- **SOURCE DOCUMENT**
• • • • •

What’s so inspiring about respiration?
Equal parts audacity and hard work define UCLA neuroscientist Jack Feldman’s impressive career.
As a postdoctoral student attending a scientific meeting in Stockholm in 1979, the Brooklyn, New York native presented his research disputing a popular theory. He’d identified a new cluster of nerve cells as a key driver in how the brain is wired to control breathing. A top investigator took the microphone and loudly ridiculed Feldman’s findings.
When his nemesis claimed a year later at a meeting in Germany that he’d discovered the same brain site, Feldman worried the fellow would name the region after himself. At a banquet with 100 other scientists, Feldman stood up after dinner and clinked his glass.
“Let’s make a toast to this newly discovered brain region,” he announced, as his rival fumed. Casting wildly about the room, his eyes landed on a bottle of wine from the nearby village of Bötzinger. “Let’s name it after this bottle of wine and call it the “Bötzinger Complex.”
Years later, Feldman showed that an adjacent brain area was the main engine for breathing rhythm and dubbed it the “preBötzinger Complex.”
At the 125th Faculty Research Lecture, Feldman, now a distinguished professor of neurobiology at the David Geffen School of Medicine at UCLA, will share the series of remarkable revelations he has made about breathing and the brain in a talk titled “Breathing Matters.”
Feldman’s findings have captured the attention of top scientific journals and the popular press alike.

• • • • •

- **DESCRIPTION OF THE TASK**
From the profile of Jack Feldman, extract the passage between "Years later, Feldman" and "popular press alike.", inclusive, copying it word for word.

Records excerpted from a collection
• • • • •

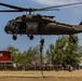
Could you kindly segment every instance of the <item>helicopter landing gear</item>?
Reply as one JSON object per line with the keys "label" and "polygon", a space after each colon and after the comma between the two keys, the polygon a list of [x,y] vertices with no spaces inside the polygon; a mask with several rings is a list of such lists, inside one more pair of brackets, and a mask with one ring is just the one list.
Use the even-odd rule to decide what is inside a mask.
{"label": "helicopter landing gear", "polygon": [[30,40],[33,40],[33,36],[32,35],[28,35]]}
{"label": "helicopter landing gear", "polygon": [[17,39],[17,35],[14,33],[14,35],[13,35],[13,40],[16,40],[16,39]]}

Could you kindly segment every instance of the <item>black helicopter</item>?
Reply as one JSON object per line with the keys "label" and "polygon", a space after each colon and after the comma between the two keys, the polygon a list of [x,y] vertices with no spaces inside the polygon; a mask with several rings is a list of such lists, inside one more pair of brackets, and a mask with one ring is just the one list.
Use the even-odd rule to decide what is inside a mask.
{"label": "black helicopter", "polygon": [[[25,9],[20,6],[15,6],[6,3],[1,3],[0,5],[11,8],[13,10],[0,10],[0,12],[29,12],[28,15],[17,16],[15,19],[9,21],[8,25],[4,27],[6,33],[13,35],[13,40],[17,39],[17,35],[27,35],[30,40],[33,39],[33,35],[73,35],[82,32],[82,23],[80,25],[67,25],[54,21],[54,16],[47,15],[32,15],[36,11],[52,11],[68,5],[82,4],[82,2],[55,5],[42,9]],[[71,37],[72,38],[72,37]],[[73,38],[72,38],[73,39]]]}

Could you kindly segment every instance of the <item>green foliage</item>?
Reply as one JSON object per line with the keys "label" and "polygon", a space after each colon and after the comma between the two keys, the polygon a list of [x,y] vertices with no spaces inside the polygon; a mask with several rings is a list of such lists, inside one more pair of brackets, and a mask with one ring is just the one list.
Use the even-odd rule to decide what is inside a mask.
{"label": "green foliage", "polygon": [[[70,37],[58,37],[55,45],[51,44],[46,51],[47,63],[55,66],[73,66],[77,67],[82,57],[82,48],[78,45],[77,35],[72,36],[76,43]],[[52,48],[53,46],[53,48]],[[52,62],[51,62],[52,60]]]}

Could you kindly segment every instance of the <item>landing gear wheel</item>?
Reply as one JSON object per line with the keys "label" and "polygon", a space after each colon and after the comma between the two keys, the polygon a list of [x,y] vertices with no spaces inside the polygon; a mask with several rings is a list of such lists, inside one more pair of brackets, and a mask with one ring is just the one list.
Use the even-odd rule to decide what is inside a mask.
{"label": "landing gear wheel", "polygon": [[17,39],[17,35],[13,35],[13,40],[16,40]]}

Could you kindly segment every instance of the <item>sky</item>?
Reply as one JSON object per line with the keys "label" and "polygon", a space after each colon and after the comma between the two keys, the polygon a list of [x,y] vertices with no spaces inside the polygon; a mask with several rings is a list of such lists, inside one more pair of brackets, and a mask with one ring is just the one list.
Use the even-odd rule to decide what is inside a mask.
{"label": "sky", "polygon": [[[0,2],[13,4],[23,8],[43,8],[59,5],[66,3],[81,2],[82,0],[0,0]],[[0,10],[6,10],[9,8],[1,6]],[[50,11],[50,12],[36,12],[35,14],[42,15],[53,15],[54,19],[60,23],[66,23],[70,25],[79,25],[82,21],[82,4],[59,8],[60,11]],[[14,19],[17,16],[24,15],[26,12],[22,13],[0,13],[0,50],[5,50],[8,46],[12,45],[19,49],[22,52],[28,50],[30,46],[36,46],[40,44],[40,36],[35,36],[33,40],[25,35],[17,36],[17,40],[12,39],[12,35],[6,35],[4,32],[4,27],[10,19]],[[82,33],[79,33],[79,44],[82,45]],[[49,48],[49,44],[55,44],[58,36],[42,36],[44,38],[44,51]]]}

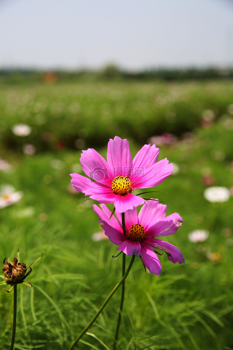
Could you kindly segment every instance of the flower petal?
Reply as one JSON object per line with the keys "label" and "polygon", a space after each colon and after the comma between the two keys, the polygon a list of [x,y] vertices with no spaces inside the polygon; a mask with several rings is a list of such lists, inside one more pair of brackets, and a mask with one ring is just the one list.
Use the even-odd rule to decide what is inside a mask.
{"label": "flower petal", "polygon": [[131,166],[133,167],[134,173],[137,173],[138,168],[148,169],[157,163],[159,149],[155,145],[151,147],[150,145],[144,145],[133,159]]}
{"label": "flower petal", "polygon": [[138,214],[141,225],[145,231],[166,216],[167,205],[155,201],[148,201],[148,205],[143,205]]}
{"label": "flower petal", "polygon": [[183,219],[177,213],[173,213],[147,228],[146,237],[167,236],[176,232],[182,225]]}
{"label": "flower petal", "polygon": [[133,209],[138,205],[146,203],[146,201],[141,197],[131,193],[128,193],[125,196],[118,195],[115,203],[116,211],[118,212],[124,213],[126,210]]}
{"label": "flower petal", "polygon": [[126,255],[136,255],[139,257],[141,252],[141,244],[137,241],[128,239],[121,244],[117,250],[121,250]]}
{"label": "flower petal", "polygon": [[111,192],[114,194],[111,189],[105,185],[96,182],[76,173],[73,173],[70,175],[72,177],[71,183],[78,191],[85,193],[85,196],[93,194],[104,195]]}
{"label": "flower petal", "polygon": [[144,241],[154,248],[161,249],[165,252],[167,255],[168,259],[174,264],[175,264],[176,262],[179,262],[180,264],[184,263],[184,258],[181,252],[177,248],[170,243],[160,239],[152,238],[146,238]]}
{"label": "flower petal", "polygon": [[[147,206],[148,206],[147,205]],[[138,216],[138,211],[136,208],[125,212],[125,227],[126,232],[128,231],[132,225],[140,223]]]}
{"label": "flower petal", "polygon": [[80,161],[85,174],[95,181],[111,188],[112,170],[107,161],[93,148],[88,148],[82,152]]}
{"label": "flower petal", "polygon": [[115,136],[108,144],[107,160],[115,176],[126,176],[130,166],[131,154],[129,141]]}
{"label": "flower petal", "polygon": [[108,236],[109,240],[116,245],[120,244],[125,240],[125,236],[123,233],[119,232],[116,229],[110,226],[104,220],[101,220],[98,222],[103,224],[101,226],[104,231],[106,236]]}
{"label": "flower petal", "polygon": [[111,219],[109,219],[111,213],[108,208],[104,204],[100,204],[100,208],[96,204],[93,205],[94,211],[97,214],[100,220],[104,220],[110,226],[123,233],[122,227],[114,215],[112,215]]}
{"label": "flower petal", "polygon": [[[133,188],[147,188],[153,187],[161,183],[172,173],[173,164],[169,164],[168,161],[165,158],[148,169],[145,169],[142,177],[138,175],[134,176],[134,180],[132,179],[131,184],[133,184]],[[139,181],[140,179],[141,181]]]}
{"label": "flower petal", "polygon": [[146,243],[141,243],[141,259],[152,275],[161,274],[161,264],[159,258],[152,248]]}

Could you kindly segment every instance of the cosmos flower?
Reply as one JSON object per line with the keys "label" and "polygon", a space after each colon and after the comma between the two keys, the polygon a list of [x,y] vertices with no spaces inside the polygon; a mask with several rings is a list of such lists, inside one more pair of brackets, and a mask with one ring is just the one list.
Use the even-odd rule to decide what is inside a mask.
{"label": "cosmos flower", "polygon": [[228,200],[230,197],[230,192],[226,187],[209,187],[204,191],[204,196],[209,202],[220,203]]}
{"label": "cosmos flower", "polygon": [[183,219],[177,213],[166,217],[167,206],[164,204],[152,200],[147,204],[149,205],[143,205],[138,214],[136,208],[125,212],[126,236],[123,233],[120,214],[117,212],[117,218],[113,216],[109,219],[111,212],[105,204],[100,204],[101,209],[96,204],[93,208],[101,219],[99,222],[103,224],[105,234],[119,246],[117,250],[127,255],[140,257],[152,274],[159,275],[161,265],[153,248],[165,252],[174,264],[184,262],[182,253],[176,247],[158,238],[174,233],[181,226]]}
{"label": "cosmos flower", "polygon": [[16,124],[12,127],[12,132],[17,136],[24,137],[31,132],[31,128],[27,124]]}
{"label": "cosmos flower", "polygon": [[71,182],[85,196],[114,203],[116,211],[124,212],[146,203],[133,194],[133,190],[156,186],[172,173],[167,158],[157,162],[159,153],[155,145],[145,145],[131,162],[129,142],[115,136],[108,142],[107,161],[93,148],[83,151],[82,168],[90,178],[73,173]]}
{"label": "cosmos flower", "polygon": [[188,237],[190,242],[199,243],[206,240],[209,236],[209,231],[205,230],[195,230],[189,234]]}
{"label": "cosmos flower", "polygon": [[2,186],[0,189],[0,208],[17,203],[22,196],[22,192],[16,192],[15,189],[10,185]]}

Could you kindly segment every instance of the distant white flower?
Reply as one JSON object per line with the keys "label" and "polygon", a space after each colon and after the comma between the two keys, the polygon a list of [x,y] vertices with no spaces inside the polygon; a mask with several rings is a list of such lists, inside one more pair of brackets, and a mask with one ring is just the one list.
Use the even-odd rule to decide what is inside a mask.
{"label": "distant white flower", "polygon": [[31,128],[27,124],[16,124],[13,126],[12,130],[15,135],[21,137],[27,136],[31,132]]}
{"label": "distant white flower", "polygon": [[102,231],[100,231],[99,232],[96,232],[95,233],[93,233],[92,236],[92,239],[96,242],[97,241],[103,240],[103,239],[108,239],[108,237],[105,235],[103,230]]}
{"label": "distant white flower", "polygon": [[175,163],[173,163],[173,171],[172,174],[172,175],[176,175],[180,171],[180,167]]}
{"label": "distant white flower", "polygon": [[205,230],[195,230],[189,234],[189,240],[193,243],[198,243],[206,240],[209,236],[209,231]]}
{"label": "distant white flower", "polygon": [[230,197],[230,191],[226,187],[209,187],[204,191],[204,198],[212,203],[226,202]]}
{"label": "distant white flower", "polygon": [[29,206],[25,209],[23,209],[22,210],[20,210],[17,214],[18,218],[27,218],[30,217],[34,215],[35,213],[35,210],[32,206]]}
{"label": "distant white flower", "polygon": [[15,191],[15,189],[10,185],[2,186],[0,190],[0,208],[17,203],[21,199],[23,192]]}
{"label": "distant white flower", "polygon": [[0,170],[8,173],[10,171],[12,168],[12,166],[8,162],[3,159],[0,159]]}
{"label": "distant white flower", "polygon": [[27,144],[23,147],[23,152],[24,154],[27,155],[34,155],[36,151],[36,149],[35,146],[30,144]]}

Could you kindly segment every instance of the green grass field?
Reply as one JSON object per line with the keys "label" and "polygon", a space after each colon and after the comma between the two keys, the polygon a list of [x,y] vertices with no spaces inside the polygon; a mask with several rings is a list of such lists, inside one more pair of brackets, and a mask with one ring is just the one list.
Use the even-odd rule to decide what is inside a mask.
{"label": "green grass field", "polygon": [[[185,263],[173,264],[164,254],[158,276],[145,273],[136,258],[126,282],[118,349],[233,349],[233,200],[212,203],[203,196],[211,185],[233,187],[232,82],[6,84],[0,91],[0,158],[12,166],[0,170],[0,186],[23,193],[0,209],[0,258],[12,259],[23,247],[21,261],[29,265],[43,254],[27,278],[33,288],[18,287],[15,349],[68,349],[121,278],[121,256],[112,258],[117,247],[92,239],[101,229],[95,202],[68,190],[70,173],[84,174],[81,149],[94,148],[105,158],[108,141],[117,135],[129,140],[132,158],[149,137],[167,132],[178,141],[158,145],[159,159],[167,158],[177,172],[153,194],[167,215],[183,219],[166,240]],[[32,128],[24,138],[12,131],[22,123]],[[34,155],[22,151],[28,144]],[[209,231],[206,240],[188,240],[196,229]],[[1,289],[0,343],[8,350],[13,291]],[[105,348],[96,337],[112,348],[120,296],[119,290],[89,330],[92,335],[75,348]]]}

• • • • •

- **OUTPUT FOR THIS EXERCISE**
Years later, Feldman showed that an adjacent brain area was the main engine for breathing rhythm and dubbed it the “preBötzinger Complex.”
At the 125th Faculty Research Lecture, Feldman, now a distinguished professor of neurobiology at the David Geffen School of Medicine at UCLA, will share the series of remarkable revelations he has made about breathing and the brain in a talk titled “Breathing Matters.”
Feldman’s findings have captured the attention of top scientific journals and the popular press alike.